ASSIGNED TASK A:
Answer these questions from the text on heart monitoring during marathons:
(i) Which center were the investigators from?
(ii) How many runners were fitted with the equipment in each of the two races?
(iii) What technology carried data between the ECG monitor and the phone?
ASSIGNED TASK B: Write the next part of the text on heart monitoring during marathons, picking up after its last sentence.

━━━ TEXT SHOWN

Researchers have demonstrated the ability to accurately monitor the condition of an athlete's heart all throughout a marathon race in real time with the help of continuous electrocardiogram (ECG) surveillance and data transfer over the public mobile phone network, which can be used not only to monitor the endurance of athletes but also to make 'instantaneous diagnosis of potentially fatal rhythm disorders'.
Following trails in two marathon races, the investigators now describe online ECG surveillance as feasible and "a promising preventive concept". They explain in their first report of the technique how "in the case of life-threatening arrhythmias, the emergency services located along the running track could be alerted to take the runners at risk out of the race and start extended cardiologic diagnostics and treatment".
The investigators, from the Center for Cardiovascular Telemedicine, Charité-Universitätsmedizin in Berlin, present their results on Friday (31 October) at the first European Congress on e-Cardiology and e-Health, with a full report published today in the European Journal of Preventive Cardiology
Proof of the method's concept was achieved during two marathon races in Germany, in each of which five healthy runners (mean age 41.7 years) were equipped with a small ECG device and smart phone worn on the arm. Data transfer between the ECG monitor and phone was by Bluetooth technology. The ECG data were streamed from the device to the investigators' telemedicine centre in Berlin, where the data were monitored live and stored for later analysis.

━━━━━━
━━━ RECORDED DATA

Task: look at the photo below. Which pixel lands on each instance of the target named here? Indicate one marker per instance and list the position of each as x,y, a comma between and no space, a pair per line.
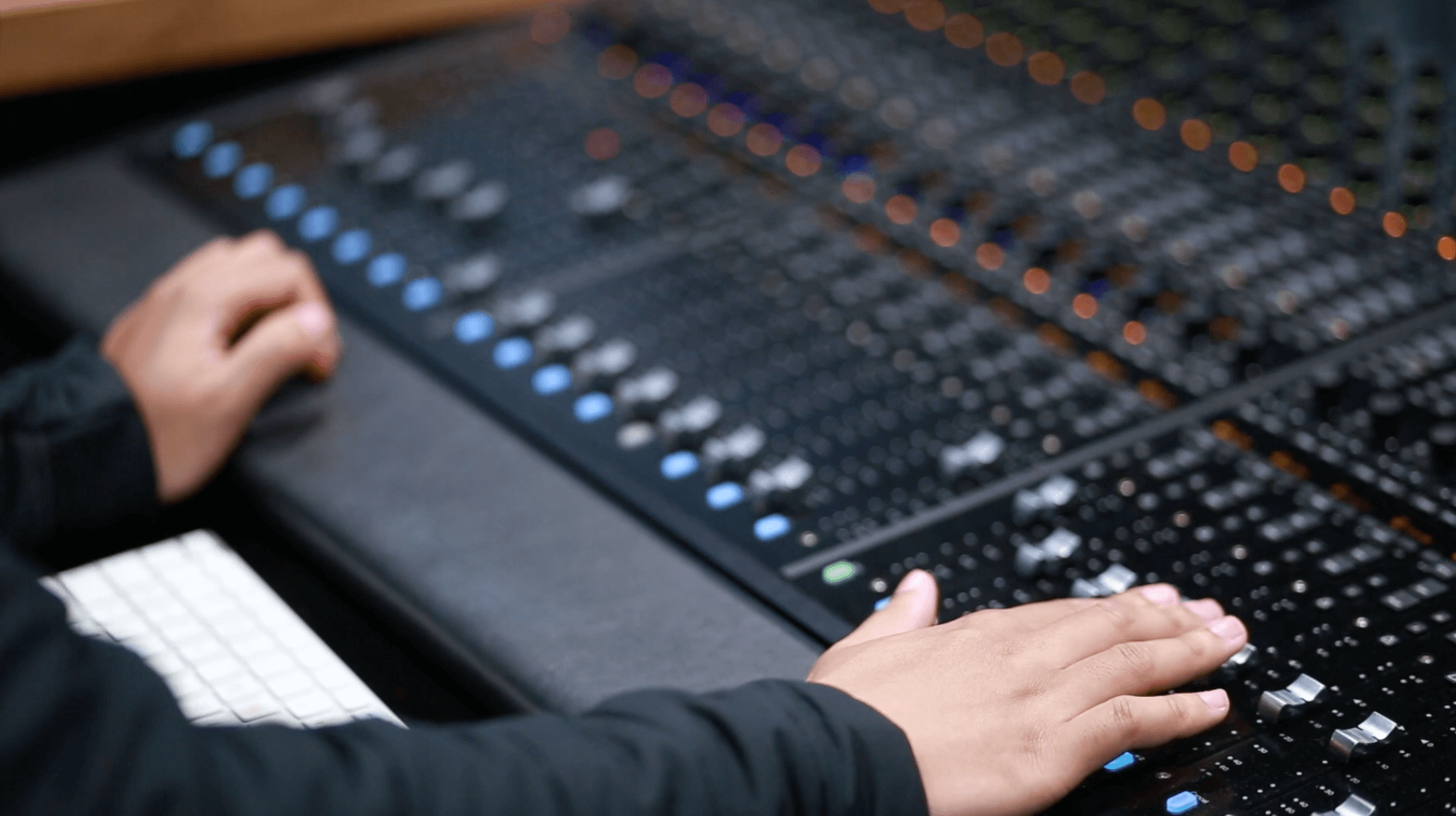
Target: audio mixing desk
679,331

━━━━━━

EXERCISE RESPONSE A:
(i) The Center for Cardiovascular Telemedicine, Charité-Universitätsmedizin in Berlin
(ii) Five
(iii) Bluetooth

EXERCISE RESPONSE B:
During the trials all ten participants completed the two marathons without problems (in a mean time of 3h 37min) but there were differences in the quality of ECG streaming. In the first race, with more than 7000 runners and 150,000 spectators, there was virtually no accurate streaming from the ECG device because of errors in both the Bluetooth connection and connectivity of the phone to the mobile phone network.
New software to connect both devices was thus introduced for the second race six months later (with more than 15,000 runners and 300,000 spectators), and the athletes were asked to wear each device (ECG and smart phone) on the same arm. As a result of the changes, the quality of streaming ECG data was "excellent", with mean transfer time for an ECG wave complex measured at just 72 seconds.
Thus, on this second attempt feasibility was demonstrated in the two essential parameters: rapid transfer time of ECG data; and the continuity of ECG information between individual mobile phones and the medical centre.
Next on the agenda, say the investigators, is a miniaturised ECG device "to improve comfort and acceptance". And generally, they add, the system should ideally "be able to transmit ECG signals reliably, even under extreme conditions, such as running, with extensive body movements of the sweating athletes. Moreover, there should be no interruption in ECG data transfer within a mobile phone network, even under the condition of an extreme workload caused by thousands of mobile phone customers (athletes and spectators) allocated in a very limited geographical area".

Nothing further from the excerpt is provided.